Put every line of the data below into a Markdown table, numbering each row in the "Row" column and placing the line itself in the "Line" column. Leave out blank lines.

_INFORMATION SUPPLIED_
== == ==

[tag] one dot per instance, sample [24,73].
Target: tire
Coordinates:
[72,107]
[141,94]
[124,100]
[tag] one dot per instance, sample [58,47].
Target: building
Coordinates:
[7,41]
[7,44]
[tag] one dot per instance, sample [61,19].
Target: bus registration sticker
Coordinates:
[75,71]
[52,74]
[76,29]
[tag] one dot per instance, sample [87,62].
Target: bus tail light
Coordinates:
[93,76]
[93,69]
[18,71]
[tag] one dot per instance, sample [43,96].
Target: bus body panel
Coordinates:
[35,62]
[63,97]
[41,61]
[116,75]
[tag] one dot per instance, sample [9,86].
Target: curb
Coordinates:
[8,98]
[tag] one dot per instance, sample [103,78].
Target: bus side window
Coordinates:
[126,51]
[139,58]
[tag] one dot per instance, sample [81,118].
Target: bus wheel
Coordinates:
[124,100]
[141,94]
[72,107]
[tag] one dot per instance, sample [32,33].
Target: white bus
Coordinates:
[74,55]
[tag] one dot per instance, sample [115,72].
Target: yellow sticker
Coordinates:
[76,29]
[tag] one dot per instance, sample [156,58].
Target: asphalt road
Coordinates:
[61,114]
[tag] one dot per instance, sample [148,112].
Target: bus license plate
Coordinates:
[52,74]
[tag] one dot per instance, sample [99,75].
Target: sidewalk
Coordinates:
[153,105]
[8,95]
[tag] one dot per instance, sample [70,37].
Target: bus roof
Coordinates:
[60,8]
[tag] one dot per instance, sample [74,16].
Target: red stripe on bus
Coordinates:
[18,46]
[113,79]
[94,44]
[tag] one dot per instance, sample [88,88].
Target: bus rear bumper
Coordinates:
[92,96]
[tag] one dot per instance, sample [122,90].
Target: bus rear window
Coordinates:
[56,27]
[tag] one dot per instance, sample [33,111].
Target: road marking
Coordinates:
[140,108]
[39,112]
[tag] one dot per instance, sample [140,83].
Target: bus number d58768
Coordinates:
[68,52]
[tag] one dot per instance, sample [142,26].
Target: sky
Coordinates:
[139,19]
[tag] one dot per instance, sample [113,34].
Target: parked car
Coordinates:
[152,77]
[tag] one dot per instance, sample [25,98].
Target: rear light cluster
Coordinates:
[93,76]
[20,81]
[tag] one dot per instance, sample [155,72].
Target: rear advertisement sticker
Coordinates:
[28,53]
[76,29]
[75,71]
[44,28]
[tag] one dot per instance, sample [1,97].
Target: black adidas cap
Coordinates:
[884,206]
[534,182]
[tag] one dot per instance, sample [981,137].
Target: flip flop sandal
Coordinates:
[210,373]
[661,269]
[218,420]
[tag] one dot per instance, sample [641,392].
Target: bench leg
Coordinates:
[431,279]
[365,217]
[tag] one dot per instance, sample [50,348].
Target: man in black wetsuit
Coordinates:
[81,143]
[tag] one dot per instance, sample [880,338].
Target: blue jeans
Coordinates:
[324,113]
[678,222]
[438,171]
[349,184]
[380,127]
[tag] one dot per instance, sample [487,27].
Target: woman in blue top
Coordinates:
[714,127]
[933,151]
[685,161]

== == ==

_EXPECTED ANSWER_
| Row | Line |
|---|---|
| 1 | [tag] one dot per instance, sample [24,73]. |
| 2 | Target: tire |
| 3 | Coordinates: |
| 4 | [72,107] |
| 5 | [141,94] |
| 6 | [124,100] |
| 7 | [tag] one dot per instance, sample [58,47]. |
| 8 | Target: building |
| 9 | Coordinates: |
| 10 | [7,41] |
| 11 | [7,44] |
| 12 | [tag] one dot per instance, sample [61,19]. |
| 13 | Target: bus registration sticker |
| 14 | Coordinates: |
| 15 | [75,71] |
| 16 | [52,74] |
| 17 | [76,29] |
| 18 | [tag] one dot per instance, sample [87,62]. |
| 19 | Target: bus tail light |
| 20 | Coordinates: |
| 21 | [93,76] |
| 22 | [93,69] |
| 23 | [18,71] |
| 24 | [tag] one dot per instance, sample [43,96]. |
| 25 | Target: bus body panel |
| 26 | Coordinates: |
| 27 | [35,62] |
| 28 | [63,97] |
| 29 | [41,61] |
| 30 | [116,75] |
| 31 | [tag] one dot per instance, sample [9,86]. |
| 32 | Target: curb |
| 33 | Coordinates: |
| 34 | [8,98] |
| 35 | [tag] one dot per instance, sample [103,78]. |
| 36 | Target: bus side window |
| 37 | Coordinates: |
| 38 | [126,51] |
| 39 | [139,58] |
| 40 | [tag] one dot per instance, sample [81,118]. |
| 41 | Target: bus wheel |
| 42 | Coordinates: |
| 43 | [124,100] |
| 44 | [141,94] |
| 45 | [72,107] |
| 46 | [tag] one dot per instance, sample [32,33]. |
| 47 | Target: white bus |
| 48 | Coordinates: |
| 49 | [74,55] |
| 50 | [tag] one dot per instance, sample [115,72]. |
| 51 | Target: yellow sticker |
| 52 | Coordinates: |
| 53 | [76,29] |
| 54 | [tag] one dot per instance, sample [156,58]. |
| 55 | Target: asphalt road |
| 56 | Coordinates: |
| 57 | [61,114] |
| 58 | [tag] one dot per instance, sample [148,112]. |
| 59 | Target: bus license plate |
| 60 | Coordinates: |
| 61 | [52,74] |
| 62 | [tag] one dot per instance, sample [99,75]. |
| 63 | Target: sidewalk |
| 64 | Coordinates: |
| 65 | [153,105] |
| 66 | [8,95] |
| 67 | [tag] one dot per instance, sample [70,37]. |
| 68 | Target: bus roof |
| 69 | Coordinates: |
| 70 | [60,8] |
| 71 | [tag] one dot per instance, sample [74,16]. |
| 72 | Target: red stripe on bus |
| 73 | Coordinates: |
| 74 | [18,46] |
| 75 | [113,79] |
| 76 | [94,44] |
| 77 | [tag] one dot per instance, sample [88,88]. |
| 78 | Target: bus rear bumper |
| 79 | Coordinates: |
| 80 | [92,96] |
| 81 | [tag] one dot per instance, sample [122,90]. |
| 82 | Target: bus rear window |
| 83 | Coordinates: |
| 84 | [56,27] |
| 85 | [tag] one dot per instance, sample [33,111]. |
| 86 | Target: road marking |
| 87 | Coordinates: |
| 88 | [140,108] |
| 89 | [39,112] |
| 90 | [tag] one dot per instance, sample [140,83]. |
| 91 | Target: bus number d58768 |
| 92 | Coordinates: |
| 93 | [68,52] |
| 94 | [tag] one dot per instance, sample [142,26]. |
| 95 | Target: sky |
| 96 | Coordinates: |
| 97 | [139,19] |
| 98 | [tag] one dot per instance, sample [113,34]. |
| 99 | Target: parked car |
| 100 | Coordinates: |
| 101 | [152,77] |
| 102 | [tag] one dot per instance, sample [25,98]. |
| 103 | Target: rear light cluster |
| 104 | Coordinates: |
| 105 | [93,76] |
| 106 | [20,81] |
| 107 | [tag] one dot per instance, sample [155,72]. |
| 108 | Target: rear advertisement sticker |
| 109 | Coordinates: |
| 110 | [28,53] |
| 111 | [76,29] |
| 112 | [75,71] |
| 113 | [44,28] |
| 114 | [tag] one dot per instance, sample [1,97]. |
| 115 | Target: black adidas cap |
| 116 | Coordinates: |
| 117 | [884,206] |
| 118 | [534,182] |
| 119 | [tag] one dot per instance, sample [981,137]. |
| 120 | Target: flip flop sandal |
| 121 | Coordinates: |
| 122 | [210,373] |
| 123 | [661,269] |
| 124 | [218,420] |
| 125 | [tag] one dot per instance, sample [641,392]. |
| 126 | Target: bench leg |
| 127 | Coordinates: |
| 128 | [431,279] |
| 129 | [365,217] |
| 130 | [tag] one dot per instance, sample [50,348]. |
| 131 | Target: man in black wetsuit |
| 132 | Coordinates: |
| 133 | [81,143] |
| 134 | [tag] one dot per instance, sample [880,338]. |
| 135 | Target: blue jeans |
| 136 | Coordinates: |
| 137 | [324,113] |
| 138 | [678,222] |
| 139 | [438,171] |
| 140 | [349,184] |
| 141 | [380,127] |
| 142 | [tag] one dot per instance, sample [487,27]. |
| 143 | Target: woman in blue top |
| 144 | Coordinates: |
| 145 | [714,127] |
| 146 | [933,151] |
| 147 | [685,161] |